--- Given request ---
Will you extract the entries word for word? Images should not appear in the copy.

Excerpts of pointing data

----

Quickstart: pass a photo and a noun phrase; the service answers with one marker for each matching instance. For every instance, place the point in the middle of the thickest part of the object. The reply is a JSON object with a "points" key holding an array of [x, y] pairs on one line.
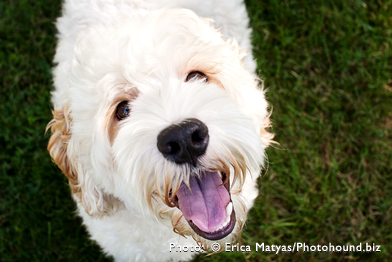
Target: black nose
{"points": [[184, 142]]}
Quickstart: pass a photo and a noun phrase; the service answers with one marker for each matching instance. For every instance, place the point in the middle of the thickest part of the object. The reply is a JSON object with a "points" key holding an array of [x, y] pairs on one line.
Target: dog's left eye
{"points": [[123, 110], [196, 75]]}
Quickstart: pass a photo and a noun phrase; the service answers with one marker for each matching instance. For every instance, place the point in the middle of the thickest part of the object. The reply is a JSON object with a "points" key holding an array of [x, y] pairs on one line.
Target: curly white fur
{"points": [[141, 51]]}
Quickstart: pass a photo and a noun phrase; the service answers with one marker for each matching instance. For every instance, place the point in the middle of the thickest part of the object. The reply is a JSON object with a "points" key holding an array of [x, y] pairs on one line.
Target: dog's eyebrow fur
{"points": [[111, 121]]}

----

--- Exercise output ---
Quickstart: pass a photo and a noun phrase; the service answers with one marker for each matching instance. For every instance, place the point in the middle of the thickest part of the object. The reply is a JSON object with a "points" key holding an array of [x, y] pairs on one line.
Target: black nose
{"points": [[184, 142]]}
Quickstart: pass a photo and a noun phrase; the service answers with one marker for each matching instance. For every instance, place the point in the middle of the thickest part of the object. The reply is a JSON object with a "points" key holding an array of [x, y] pairs on one line.
Target: dog's left eye
{"points": [[123, 110], [196, 75]]}
Quickstart: pass a photo and a noun phrase; the service answers with one marker for each matching instance. For every instance, place the point in the middle of the thickest part of the object. The reply is a JSON object with a "points" key holding an array of [x, y] pairs on one line.
Target: curly white fur
{"points": [[141, 51]]}
Quickstart: pass a photo and a noun phrase; the service answers with one marker for each matching instance. For every instance, place the point in the middle of the thickest part of the object. The reply is a JSON object with a "points" key holding an array of [x, y] pairs on one line.
Target: dog's eyebrow fur
{"points": [[111, 121]]}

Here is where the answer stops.